**Aim of the exercise**
Rewrite the data below, replacing "dot" with "marker" and leaving everything else unchanged.

-- begin Dataset rows --

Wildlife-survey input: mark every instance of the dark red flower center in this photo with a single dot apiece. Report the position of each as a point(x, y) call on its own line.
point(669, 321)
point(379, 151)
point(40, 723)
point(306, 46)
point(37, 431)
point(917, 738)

-- end Dataset rows --

**Written answer**
Wildlife-survey input: mark every instance of the dark red flower center in this photo with a single marker apiece. Report the position of each as a point(x, y) call on its own line.
point(669, 321)
point(379, 151)
point(40, 723)
point(306, 46)
point(37, 431)
point(917, 738)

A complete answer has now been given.